(Records for processing begins)

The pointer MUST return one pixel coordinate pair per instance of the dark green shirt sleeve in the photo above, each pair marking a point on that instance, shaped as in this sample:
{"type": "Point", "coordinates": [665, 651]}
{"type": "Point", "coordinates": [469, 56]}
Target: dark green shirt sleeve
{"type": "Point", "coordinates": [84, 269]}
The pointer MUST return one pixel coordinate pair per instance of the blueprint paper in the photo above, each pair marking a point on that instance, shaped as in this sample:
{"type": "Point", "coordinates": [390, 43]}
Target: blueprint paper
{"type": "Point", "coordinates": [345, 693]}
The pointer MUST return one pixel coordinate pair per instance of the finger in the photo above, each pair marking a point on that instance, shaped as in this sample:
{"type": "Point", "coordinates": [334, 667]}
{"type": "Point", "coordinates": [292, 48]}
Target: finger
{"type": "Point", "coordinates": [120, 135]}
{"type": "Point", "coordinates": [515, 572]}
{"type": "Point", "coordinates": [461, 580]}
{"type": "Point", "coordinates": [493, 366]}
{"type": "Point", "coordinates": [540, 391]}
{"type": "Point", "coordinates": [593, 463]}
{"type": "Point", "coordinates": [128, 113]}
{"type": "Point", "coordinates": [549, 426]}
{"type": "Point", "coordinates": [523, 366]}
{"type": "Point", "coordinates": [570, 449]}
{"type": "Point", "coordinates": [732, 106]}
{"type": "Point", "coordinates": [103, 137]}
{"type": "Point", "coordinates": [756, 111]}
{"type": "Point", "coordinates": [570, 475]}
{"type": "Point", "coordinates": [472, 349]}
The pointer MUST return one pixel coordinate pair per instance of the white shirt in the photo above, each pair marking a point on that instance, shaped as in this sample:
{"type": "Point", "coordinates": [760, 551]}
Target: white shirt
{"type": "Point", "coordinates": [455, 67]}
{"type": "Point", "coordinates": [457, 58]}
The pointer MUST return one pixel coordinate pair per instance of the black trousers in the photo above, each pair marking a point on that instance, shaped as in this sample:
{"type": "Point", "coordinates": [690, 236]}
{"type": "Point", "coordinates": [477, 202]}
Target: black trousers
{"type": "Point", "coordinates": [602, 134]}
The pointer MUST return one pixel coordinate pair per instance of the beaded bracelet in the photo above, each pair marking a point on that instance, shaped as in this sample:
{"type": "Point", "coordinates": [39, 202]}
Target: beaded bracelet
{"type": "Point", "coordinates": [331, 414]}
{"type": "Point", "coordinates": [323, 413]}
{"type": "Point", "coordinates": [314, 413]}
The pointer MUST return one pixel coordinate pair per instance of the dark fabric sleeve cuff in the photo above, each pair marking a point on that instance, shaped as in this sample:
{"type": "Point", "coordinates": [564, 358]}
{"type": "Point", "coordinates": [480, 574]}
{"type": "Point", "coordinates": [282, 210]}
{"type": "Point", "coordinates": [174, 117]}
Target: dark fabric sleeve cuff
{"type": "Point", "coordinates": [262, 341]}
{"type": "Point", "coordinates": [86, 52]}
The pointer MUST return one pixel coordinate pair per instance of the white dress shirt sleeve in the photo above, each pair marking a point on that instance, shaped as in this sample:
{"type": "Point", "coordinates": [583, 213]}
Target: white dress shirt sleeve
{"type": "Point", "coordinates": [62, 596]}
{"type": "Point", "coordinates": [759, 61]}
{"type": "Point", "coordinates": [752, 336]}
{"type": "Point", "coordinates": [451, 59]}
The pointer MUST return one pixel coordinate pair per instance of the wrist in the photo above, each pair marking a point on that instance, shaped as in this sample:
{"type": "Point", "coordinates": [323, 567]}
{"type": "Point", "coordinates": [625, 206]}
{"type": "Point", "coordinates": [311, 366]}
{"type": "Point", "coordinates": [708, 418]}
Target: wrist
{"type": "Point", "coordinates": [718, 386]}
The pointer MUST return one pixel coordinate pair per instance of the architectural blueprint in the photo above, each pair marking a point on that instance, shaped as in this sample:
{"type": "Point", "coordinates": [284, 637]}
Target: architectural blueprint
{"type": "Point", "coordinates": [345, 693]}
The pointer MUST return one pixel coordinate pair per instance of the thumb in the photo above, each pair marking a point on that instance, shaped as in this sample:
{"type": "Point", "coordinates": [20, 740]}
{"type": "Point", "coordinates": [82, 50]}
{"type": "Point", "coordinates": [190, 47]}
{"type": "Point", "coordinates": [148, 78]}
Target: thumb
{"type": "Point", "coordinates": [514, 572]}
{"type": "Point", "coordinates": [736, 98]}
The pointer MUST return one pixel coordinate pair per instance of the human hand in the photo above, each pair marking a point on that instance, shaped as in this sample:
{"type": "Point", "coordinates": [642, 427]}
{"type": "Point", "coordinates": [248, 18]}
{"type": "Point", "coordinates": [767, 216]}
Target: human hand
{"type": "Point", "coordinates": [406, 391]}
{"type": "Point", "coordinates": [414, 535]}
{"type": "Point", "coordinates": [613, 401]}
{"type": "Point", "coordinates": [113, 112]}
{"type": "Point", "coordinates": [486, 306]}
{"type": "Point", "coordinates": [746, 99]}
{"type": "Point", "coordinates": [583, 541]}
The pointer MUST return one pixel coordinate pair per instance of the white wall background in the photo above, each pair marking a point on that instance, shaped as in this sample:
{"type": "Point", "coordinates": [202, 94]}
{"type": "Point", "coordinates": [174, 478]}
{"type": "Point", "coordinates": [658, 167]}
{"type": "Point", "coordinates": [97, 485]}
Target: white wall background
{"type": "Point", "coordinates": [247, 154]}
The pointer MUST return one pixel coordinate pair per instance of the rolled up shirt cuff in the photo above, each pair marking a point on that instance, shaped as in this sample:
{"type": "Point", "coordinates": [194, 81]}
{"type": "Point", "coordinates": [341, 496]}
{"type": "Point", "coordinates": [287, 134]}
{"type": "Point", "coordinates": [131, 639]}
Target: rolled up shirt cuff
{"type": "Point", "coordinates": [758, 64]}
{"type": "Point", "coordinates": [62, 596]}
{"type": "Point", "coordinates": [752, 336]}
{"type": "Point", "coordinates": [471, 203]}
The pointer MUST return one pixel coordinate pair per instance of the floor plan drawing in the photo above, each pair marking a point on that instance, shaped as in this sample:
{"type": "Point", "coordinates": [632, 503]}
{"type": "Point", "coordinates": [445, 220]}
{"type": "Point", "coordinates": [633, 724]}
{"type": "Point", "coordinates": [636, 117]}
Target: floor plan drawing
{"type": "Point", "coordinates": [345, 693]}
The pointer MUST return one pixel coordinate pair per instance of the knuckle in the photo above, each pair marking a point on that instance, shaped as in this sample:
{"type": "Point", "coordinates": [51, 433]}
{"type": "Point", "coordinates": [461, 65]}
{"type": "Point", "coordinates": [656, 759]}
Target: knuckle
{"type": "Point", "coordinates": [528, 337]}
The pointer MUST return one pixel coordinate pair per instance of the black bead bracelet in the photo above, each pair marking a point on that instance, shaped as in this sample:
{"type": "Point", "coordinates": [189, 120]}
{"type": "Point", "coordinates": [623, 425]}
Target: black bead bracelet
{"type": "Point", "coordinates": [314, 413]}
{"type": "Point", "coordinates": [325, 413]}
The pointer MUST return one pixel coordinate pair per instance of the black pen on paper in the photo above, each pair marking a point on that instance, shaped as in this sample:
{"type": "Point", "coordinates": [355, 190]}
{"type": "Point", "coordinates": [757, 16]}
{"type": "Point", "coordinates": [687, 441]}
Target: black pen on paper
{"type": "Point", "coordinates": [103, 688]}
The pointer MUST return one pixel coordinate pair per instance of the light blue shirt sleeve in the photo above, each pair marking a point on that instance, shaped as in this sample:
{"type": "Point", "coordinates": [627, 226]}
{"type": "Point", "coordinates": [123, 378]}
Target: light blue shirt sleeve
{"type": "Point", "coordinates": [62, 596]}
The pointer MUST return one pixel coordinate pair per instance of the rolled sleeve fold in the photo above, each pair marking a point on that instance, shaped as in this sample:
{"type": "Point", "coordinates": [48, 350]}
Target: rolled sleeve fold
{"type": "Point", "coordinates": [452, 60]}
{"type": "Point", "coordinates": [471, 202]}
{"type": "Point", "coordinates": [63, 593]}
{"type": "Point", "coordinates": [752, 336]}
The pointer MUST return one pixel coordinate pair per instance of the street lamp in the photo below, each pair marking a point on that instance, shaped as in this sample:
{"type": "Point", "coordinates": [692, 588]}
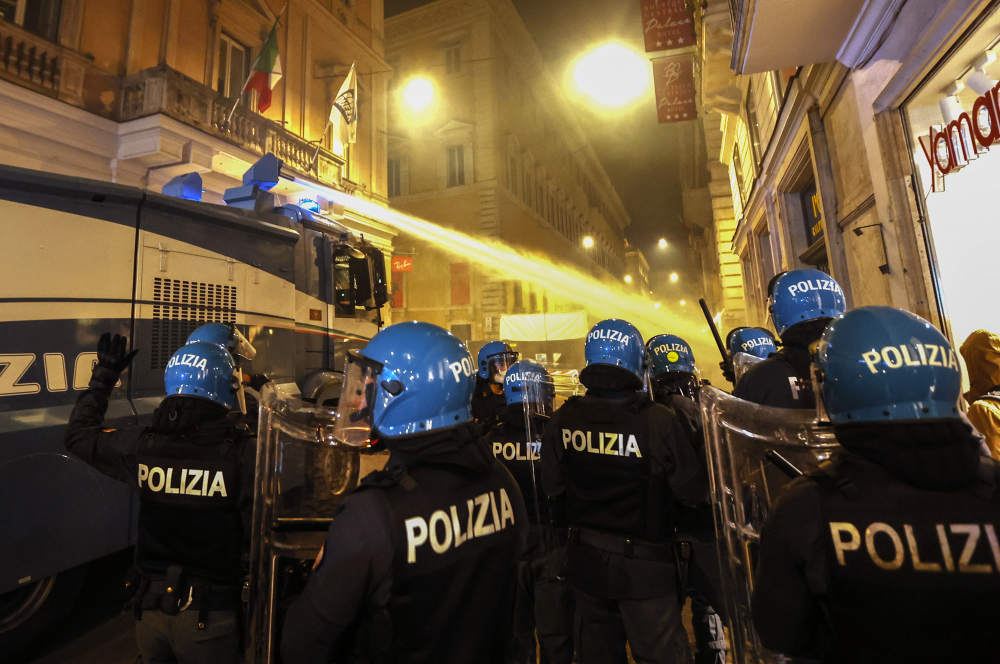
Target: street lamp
{"type": "Point", "coordinates": [419, 93]}
{"type": "Point", "coordinates": [612, 75]}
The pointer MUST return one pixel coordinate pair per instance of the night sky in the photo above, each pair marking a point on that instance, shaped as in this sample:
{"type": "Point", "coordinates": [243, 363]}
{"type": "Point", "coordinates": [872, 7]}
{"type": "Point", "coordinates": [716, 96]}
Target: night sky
{"type": "Point", "coordinates": [638, 154]}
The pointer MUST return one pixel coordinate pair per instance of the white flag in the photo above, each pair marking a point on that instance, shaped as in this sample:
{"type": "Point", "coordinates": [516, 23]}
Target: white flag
{"type": "Point", "coordinates": [345, 109]}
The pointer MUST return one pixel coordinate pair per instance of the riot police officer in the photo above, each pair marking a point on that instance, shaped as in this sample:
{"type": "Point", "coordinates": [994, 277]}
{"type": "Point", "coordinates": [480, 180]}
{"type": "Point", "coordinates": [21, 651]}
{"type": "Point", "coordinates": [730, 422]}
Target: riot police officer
{"type": "Point", "coordinates": [675, 385]}
{"type": "Point", "coordinates": [194, 469]}
{"type": "Point", "coordinates": [890, 553]}
{"type": "Point", "coordinates": [802, 302]}
{"type": "Point", "coordinates": [488, 403]}
{"type": "Point", "coordinates": [616, 459]}
{"type": "Point", "coordinates": [420, 563]}
{"type": "Point", "coordinates": [544, 601]}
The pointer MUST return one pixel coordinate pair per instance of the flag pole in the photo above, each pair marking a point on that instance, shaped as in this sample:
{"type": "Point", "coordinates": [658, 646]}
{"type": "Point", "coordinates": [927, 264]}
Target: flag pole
{"type": "Point", "coordinates": [236, 103]}
{"type": "Point", "coordinates": [319, 144]}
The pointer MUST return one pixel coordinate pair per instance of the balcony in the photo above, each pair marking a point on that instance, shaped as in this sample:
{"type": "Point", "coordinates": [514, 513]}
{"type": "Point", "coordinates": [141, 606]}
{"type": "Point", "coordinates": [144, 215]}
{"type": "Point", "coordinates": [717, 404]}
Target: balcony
{"type": "Point", "coordinates": [774, 34]}
{"type": "Point", "coordinates": [162, 90]}
{"type": "Point", "coordinates": [39, 65]}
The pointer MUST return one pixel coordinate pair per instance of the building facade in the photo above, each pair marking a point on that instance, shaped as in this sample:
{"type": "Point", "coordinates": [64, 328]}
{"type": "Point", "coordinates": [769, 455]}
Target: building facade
{"type": "Point", "coordinates": [842, 146]}
{"type": "Point", "coordinates": [139, 91]}
{"type": "Point", "coordinates": [495, 153]}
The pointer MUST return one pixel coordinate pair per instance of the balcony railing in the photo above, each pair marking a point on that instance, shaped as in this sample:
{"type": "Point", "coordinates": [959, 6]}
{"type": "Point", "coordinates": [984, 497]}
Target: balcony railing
{"type": "Point", "coordinates": [164, 90]}
{"type": "Point", "coordinates": [34, 63]}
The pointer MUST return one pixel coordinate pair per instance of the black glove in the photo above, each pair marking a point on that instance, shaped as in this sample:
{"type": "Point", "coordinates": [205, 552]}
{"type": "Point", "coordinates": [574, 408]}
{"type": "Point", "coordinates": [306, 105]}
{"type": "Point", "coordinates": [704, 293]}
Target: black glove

(Records for processing ends)

◆ **Task brief**:
Filter the records above for the string "glove" and copy each matching line.

◆ **Written reply**:
The pointer MUST return one pixel coordinate pair per instance of the black glove in the photo above, each pair marking a point on that instance, shaped as in this sample:
Target: black glove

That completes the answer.